## BEGIN Data for processing
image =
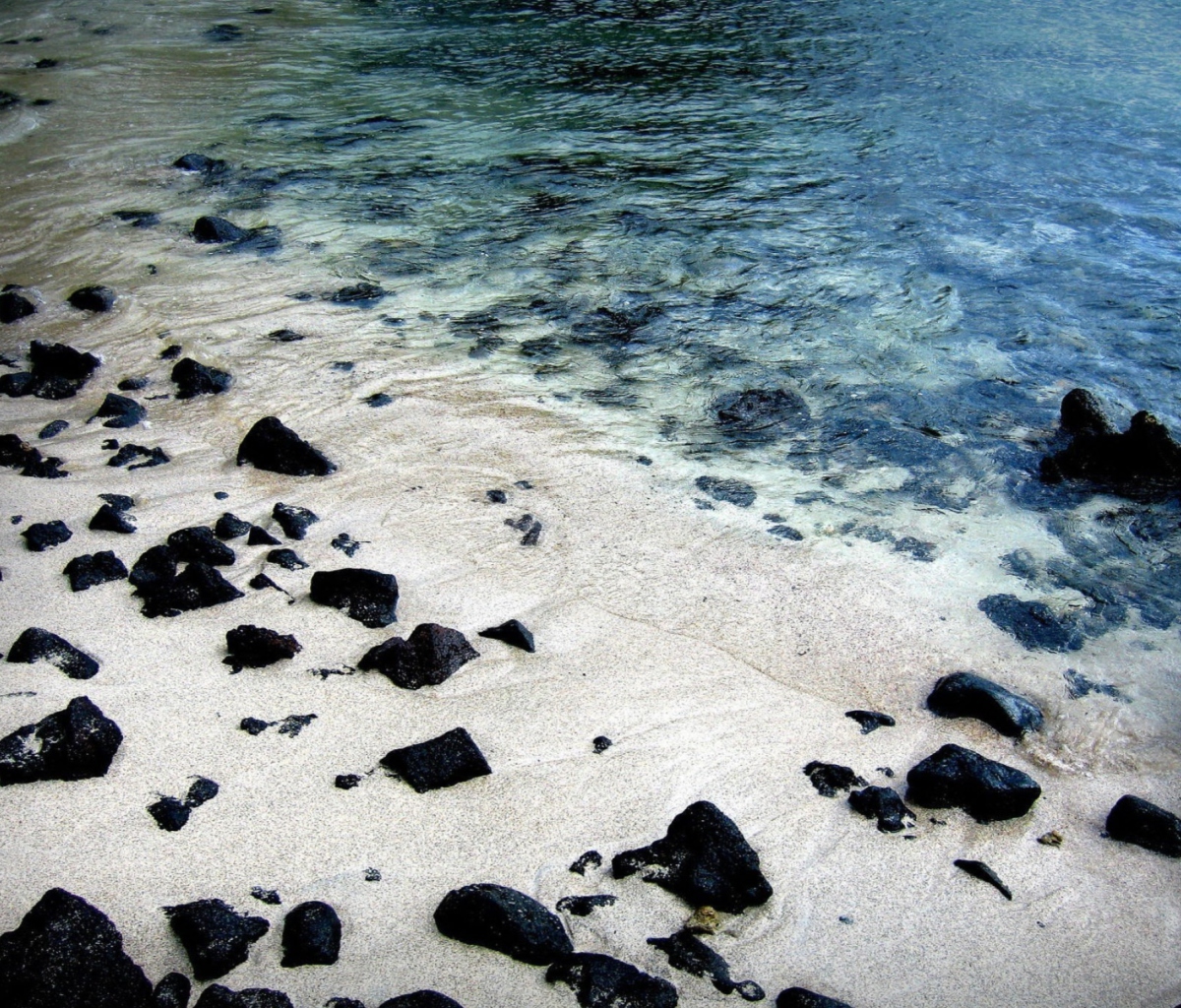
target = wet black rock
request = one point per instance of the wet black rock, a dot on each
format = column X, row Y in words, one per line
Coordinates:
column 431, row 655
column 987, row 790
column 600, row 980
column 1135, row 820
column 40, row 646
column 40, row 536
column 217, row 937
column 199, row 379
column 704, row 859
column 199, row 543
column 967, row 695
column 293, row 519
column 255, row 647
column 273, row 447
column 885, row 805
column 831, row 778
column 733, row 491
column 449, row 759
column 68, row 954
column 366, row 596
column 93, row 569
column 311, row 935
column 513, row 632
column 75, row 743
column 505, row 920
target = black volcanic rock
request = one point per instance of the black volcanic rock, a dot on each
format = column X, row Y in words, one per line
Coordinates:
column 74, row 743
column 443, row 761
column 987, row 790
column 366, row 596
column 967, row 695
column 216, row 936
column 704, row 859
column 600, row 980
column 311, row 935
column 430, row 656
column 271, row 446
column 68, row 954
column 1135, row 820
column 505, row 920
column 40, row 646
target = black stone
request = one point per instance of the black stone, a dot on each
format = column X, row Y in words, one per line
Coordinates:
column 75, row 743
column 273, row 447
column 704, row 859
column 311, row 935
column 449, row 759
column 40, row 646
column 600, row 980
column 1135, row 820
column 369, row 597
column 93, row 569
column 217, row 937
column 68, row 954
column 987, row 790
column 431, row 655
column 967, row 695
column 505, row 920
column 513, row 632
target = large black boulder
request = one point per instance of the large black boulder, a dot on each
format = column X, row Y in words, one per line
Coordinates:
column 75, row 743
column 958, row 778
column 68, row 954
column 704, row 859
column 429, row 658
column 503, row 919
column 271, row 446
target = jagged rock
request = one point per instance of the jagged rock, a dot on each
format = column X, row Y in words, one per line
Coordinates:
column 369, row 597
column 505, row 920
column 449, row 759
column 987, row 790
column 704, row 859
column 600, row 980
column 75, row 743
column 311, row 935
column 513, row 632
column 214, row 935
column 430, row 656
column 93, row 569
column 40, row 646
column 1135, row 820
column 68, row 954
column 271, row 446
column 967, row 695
## END Data for processing
# What to work on
Copy the material above line for line, without changing anything, and leave out the pictures.

# Exercise output
image =
target = wet black rock
request = one point per instance of the wet black rock, a dot on each
format = column X, row Y in words, one per line
Coordinates:
column 431, row 655
column 987, row 790
column 600, row 980
column 1135, row 820
column 40, row 646
column 40, row 536
column 217, row 937
column 199, row 379
column 704, row 859
column 199, row 543
column 967, row 695
column 293, row 519
column 255, row 647
column 273, row 447
column 885, row 805
column 831, row 778
column 733, row 491
column 449, row 759
column 68, row 954
column 366, row 596
column 93, row 569
column 311, row 935
column 513, row 632
column 75, row 743
column 505, row 920
target = black volcanic rock
request = one point per instance of the black volcanic rock, a dot on each
format = column X, row Y in words, one per line
Coordinates:
column 74, row 743
column 443, row 761
column 987, row 790
column 366, row 596
column 967, row 695
column 216, row 936
column 704, row 859
column 600, row 980
column 311, row 935
column 430, row 656
column 271, row 446
column 68, row 954
column 1135, row 820
column 505, row 920
column 40, row 646
target = black stone
request = one point per instance of the black stone, a dot on each
format = column X, row Y in words, one per line
Coordinates:
column 75, row 743
column 273, row 447
column 704, row 859
column 311, row 935
column 449, row 759
column 40, row 646
column 600, row 980
column 1135, row 820
column 369, row 597
column 93, row 569
column 217, row 937
column 68, row 954
column 987, row 790
column 431, row 655
column 967, row 695
column 505, row 920
column 513, row 632
target = large black boulder
request = one point per instance of the large black boulder, a dot on each
format = column X, row Y in words, one per line
Coordinates:
column 75, row 743
column 958, row 778
column 68, row 954
column 704, row 859
column 429, row 658
column 503, row 919
column 271, row 446
target = jagged rock
request = one point per instance of the jagged rock, a dot on each
format = column X, row Y in words, one per line
Coordinates:
column 369, row 597
column 505, row 920
column 449, row 759
column 987, row 790
column 704, row 859
column 600, row 980
column 75, row 743
column 311, row 935
column 513, row 632
column 214, row 935
column 430, row 656
column 93, row 569
column 40, row 646
column 1135, row 820
column 68, row 954
column 271, row 446
column 967, row 695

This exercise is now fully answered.